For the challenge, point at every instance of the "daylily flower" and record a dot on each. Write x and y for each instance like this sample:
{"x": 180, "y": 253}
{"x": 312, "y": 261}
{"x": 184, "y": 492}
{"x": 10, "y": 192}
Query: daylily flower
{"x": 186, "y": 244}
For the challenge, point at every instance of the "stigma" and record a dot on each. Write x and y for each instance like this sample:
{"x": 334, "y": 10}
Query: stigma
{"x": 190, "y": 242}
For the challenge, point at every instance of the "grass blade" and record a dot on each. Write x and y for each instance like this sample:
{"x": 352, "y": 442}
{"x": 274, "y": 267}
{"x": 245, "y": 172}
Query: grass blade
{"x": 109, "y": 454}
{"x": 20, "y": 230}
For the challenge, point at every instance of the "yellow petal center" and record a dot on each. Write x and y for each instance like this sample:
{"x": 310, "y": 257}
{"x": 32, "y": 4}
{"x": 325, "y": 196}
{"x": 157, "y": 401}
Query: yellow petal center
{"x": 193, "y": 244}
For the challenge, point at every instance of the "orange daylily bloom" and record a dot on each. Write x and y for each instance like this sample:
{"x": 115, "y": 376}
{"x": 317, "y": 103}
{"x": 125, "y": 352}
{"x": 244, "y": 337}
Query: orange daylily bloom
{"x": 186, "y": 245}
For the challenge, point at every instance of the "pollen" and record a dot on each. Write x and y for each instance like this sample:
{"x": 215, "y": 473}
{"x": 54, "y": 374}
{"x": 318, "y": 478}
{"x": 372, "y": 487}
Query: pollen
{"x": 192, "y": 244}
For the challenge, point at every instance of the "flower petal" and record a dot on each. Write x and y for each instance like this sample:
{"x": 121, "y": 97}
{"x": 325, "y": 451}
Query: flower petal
────────────────────────────────────────
WHAT THE TASK REQUIRES
Locate each line in the records above that contains the string "orange" and copy those lines out in full.

THE RESPONSE
For the challenge, point at every instance of the "orange daylily bloom" and record a dot on each. Write x and y for each instance like this sample:
Query: orange daylily bloom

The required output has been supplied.